YOUR INSTRUCTIONS: Lines from the line with "Q: Tag each instance of the windshield" to the line with "Q: Tag each instance of the green" in the entries below, and only those, must be output exactly, with both ends included.

WORKING DATA:
+--

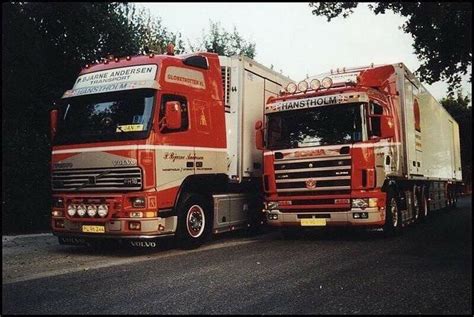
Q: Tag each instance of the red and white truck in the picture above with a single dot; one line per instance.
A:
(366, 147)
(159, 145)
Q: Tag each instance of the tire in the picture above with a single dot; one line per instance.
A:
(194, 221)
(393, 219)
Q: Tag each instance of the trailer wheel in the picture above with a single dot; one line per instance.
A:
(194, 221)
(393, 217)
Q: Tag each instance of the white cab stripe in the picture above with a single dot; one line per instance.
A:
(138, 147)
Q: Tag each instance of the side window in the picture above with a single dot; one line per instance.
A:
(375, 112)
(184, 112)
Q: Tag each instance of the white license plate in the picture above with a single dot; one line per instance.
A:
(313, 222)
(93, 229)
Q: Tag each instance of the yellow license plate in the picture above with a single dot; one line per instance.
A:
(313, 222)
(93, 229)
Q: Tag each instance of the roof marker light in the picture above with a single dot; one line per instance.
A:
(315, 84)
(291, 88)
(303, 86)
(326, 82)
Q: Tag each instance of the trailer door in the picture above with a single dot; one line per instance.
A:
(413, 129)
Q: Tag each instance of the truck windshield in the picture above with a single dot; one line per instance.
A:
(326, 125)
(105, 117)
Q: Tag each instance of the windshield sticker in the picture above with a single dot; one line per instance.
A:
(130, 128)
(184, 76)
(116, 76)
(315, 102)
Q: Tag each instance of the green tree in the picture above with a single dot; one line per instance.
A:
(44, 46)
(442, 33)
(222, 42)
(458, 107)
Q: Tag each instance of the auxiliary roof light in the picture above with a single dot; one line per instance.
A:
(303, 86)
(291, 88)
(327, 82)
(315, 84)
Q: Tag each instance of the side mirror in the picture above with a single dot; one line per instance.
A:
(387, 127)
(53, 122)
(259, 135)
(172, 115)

+--

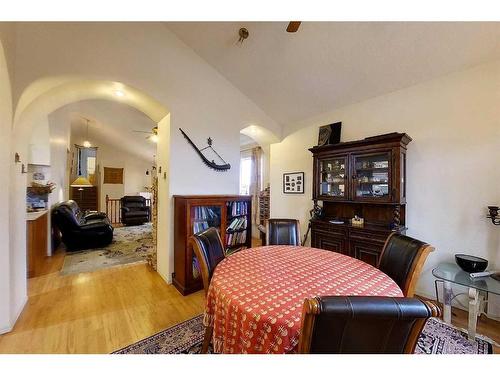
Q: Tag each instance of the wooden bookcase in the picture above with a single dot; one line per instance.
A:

+--

EXERCISE OUTPUT:
Q: Tag each instance of the windshield sticker in the picture above with a single dot; one line per instance.
A:
(130, 128)
(184, 76)
(116, 76)
(315, 102)
Q: Tag each instance of the green tree in the picture above with a single dot; one line per instance.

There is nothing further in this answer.